* **TEKS YANG DIBERIKAN**
::::::

- Masyarakat Kasepuhan Jamrut, Desa Wangunjaya, Kecamatan Cigemblong, Kabupaten Lebak, Banten, tetap mempertahankan kearifan bertani mereka dengan menggunakan padi lokal.
- Masyarakat Jamrut masih memegang teguh sistem kasepuhan bertani, menjalankan ritual adat seperti asup leuweng, mapag pare beukah, dan seren taun.
- Di Kabupaten Lebak terdapat sembilan varietas benih padi lokal bersertifikat nasional, yang diterbitkan Pusat Perlindungan Varietas Tanaman dan Perizinan Pertanian (PPVTPP). Varietas ini meliputi pare bunar, padi caok, padi gadok, padi beureum batu, padi sengkeu, padi konjal, padi tambleng, padi sereh kanekes, dan padi sereh kerta.
- Sebagai upaya konservasi, AB2TI telah mengumpulkan dan mengidentifikasi sekitar 600 varietas benih lokal, yang 500 jenis adalah padi.
Sayunah tengah merapikan bulir-bulir padi yang telah diikat di rumahnya. Gabah kering yang masih menempel di tangkai itu, bukan hanya dijadikan sebagai persediaan pangan tetapi juga sebagai bibit.
“Kalau sudah waktunya akan ditanam di ladang,” ucap perempuan yang bermukim di Kasepuhan Jamrut, Desa Wangunjaya, Kecamatan Cigemblong, Kabupaten Lebak, Banten, pertengahan Maret 2025 lalu.

::::::

* **DATA YANG DITAMPILKAN**
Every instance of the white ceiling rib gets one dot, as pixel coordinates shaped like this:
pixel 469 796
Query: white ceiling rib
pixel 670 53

::::::

Salin seluruh teks tentang padi lokal di Kasepuhan Jamrut di atas tanpa mengubah satu kata pun.

- Masyarakat Kasepuhan Jamrut, Desa Wangunjaya, Kecamatan Cigemblong, Kabupaten Lebak, Banten, tetap mempertahankan kearifan bertani mereka dengan menggunakan padi lokal.
- Masyarakat Jamrut masih memegang teguh sistem kasepuhan bertani, menjalankan ritual adat seperti asup leuweng, mapag pare beukah, dan seren taun.
- Di Kabupaten Lebak terdapat sembilan varietas benih padi lokal bersertifikat nasional, yang diterbitkan Pusat Perlindungan Varietas Tanaman dan Perizinan Pertanian (PPVTPP). Varietas ini meliputi pare bunar, padi caok, padi gadok, padi beureum batu, padi sengkeu, padi konjal, padi tambleng, padi sereh kanekes, dan padi sereh kerta.
- Sebagai upaya konservasi, AB2TI telah mengumpulkan dan mengidentifikasi sekitar 600 varietas benih lokal, yang 500 jenis adalah padi.
Sayunah tengah merapikan bulir-bulir padi yang telah diikat di rumahnya. Gabah kering yang masih menempel di tangkai itu, bukan hanya dijadikan sebagai persediaan pangan tetapi juga sebagai bibit.
“Kalau sudah waktunya akan ditanam di ladang,” ucap perempuan yang bermukim di Kasepuhan Jamrut, Desa Wangunjaya, Kecamatan Cigemblong, Kabupaten Lebak, Banten, pertengahan Maret 2025 lalu.